Exercise task →
Rewrite the listing below with every "winding trail" renamed to "mountain footpath" and nothing else changed, leaving out the pictures.

Point annotations for the photos

+++++

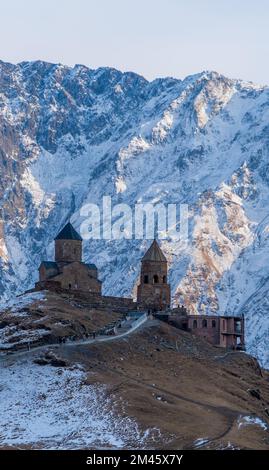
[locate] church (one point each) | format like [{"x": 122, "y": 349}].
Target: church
[
  {"x": 68, "y": 270},
  {"x": 69, "y": 273}
]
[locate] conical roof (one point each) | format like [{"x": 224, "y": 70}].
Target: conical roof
[
  {"x": 154, "y": 253},
  {"x": 68, "y": 233}
]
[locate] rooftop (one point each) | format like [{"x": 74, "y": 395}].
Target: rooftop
[
  {"x": 68, "y": 233},
  {"x": 154, "y": 253}
]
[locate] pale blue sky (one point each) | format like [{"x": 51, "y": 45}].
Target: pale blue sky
[{"x": 151, "y": 37}]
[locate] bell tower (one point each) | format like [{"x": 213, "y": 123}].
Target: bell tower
[
  {"x": 153, "y": 291},
  {"x": 68, "y": 245}
]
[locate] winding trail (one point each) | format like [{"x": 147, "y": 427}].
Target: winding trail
[{"x": 6, "y": 359}]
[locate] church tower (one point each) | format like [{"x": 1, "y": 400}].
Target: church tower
[
  {"x": 153, "y": 291},
  {"x": 68, "y": 245}
]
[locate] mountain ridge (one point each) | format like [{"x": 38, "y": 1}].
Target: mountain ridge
[{"x": 68, "y": 136}]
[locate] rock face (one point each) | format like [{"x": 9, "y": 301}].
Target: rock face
[{"x": 69, "y": 136}]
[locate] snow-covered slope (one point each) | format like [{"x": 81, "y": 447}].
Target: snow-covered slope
[
  {"x": 54, "y": 408},
  {"x": 72, "y": 135}
]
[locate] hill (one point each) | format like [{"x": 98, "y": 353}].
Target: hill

+++++

Task solution →
[locate] church (one point each) | format like [{"x": 122, "y": 349}].
Target: church
[
  {"x": 68, "y": 270},
  {"x": 69, "y": 273}
]
[locate] conical roof (one point each) | format like [{"x": 224, "y": 70}].
Target: conical roof
[
  {"x": 154, "y": 253},
  {"x": 68, "y": 233}
]
[locate] rooftop (one point each) | format like [{"x": 74, "y": 395}].
Target: rooftop
[
  {"x": 68, "y": 233},
  {"x": 154, "y": 253}
]
[locate] pale blue sky (one point each) | format like [{"x": 51, "y": 45}].
Target: pale blue sky
[{"x": 151, "y": 37}]
[locate] bell tower (one point each) | format like [{"x": 213, "y": 123}].
Target: bell tower
[
  {"x": 153, "y": 291},
  {"x": 68, "y": 245}
]
[locate] mountain footpath (one point each) | format like [{"x": 147, "y": 427}].
Target: mountain footpath
[{"x": 6, "y": 359}]
[locate] church tower (one point each) | format like [{"x": 1, "y": 400}].
Target: church tower
[
  {"x": 153, "y": 291},
  {"x": 68, "y": 245}
]
[locate] mountain ridge (one point each) | format like [{"x": 38, "y": 1}].
Target: mountain ridge
[{"x": 68, "y": 136}]
[locate] rock face (one point each) | format like [{"x": 9, "y": 301}].
Target: rock face
[{"x": 69, "y": 136}]
[locate] snow-covered slope (one point each) | format like [{"x": 81, "y": 447}].
Target: snow-covered slope
[
  {"x": 54, "y": 408},
  {"x": 72, "y": 135}
]
[locate] hill (one point each) | format like [{"x": 98, "y": 353}].
Target: hill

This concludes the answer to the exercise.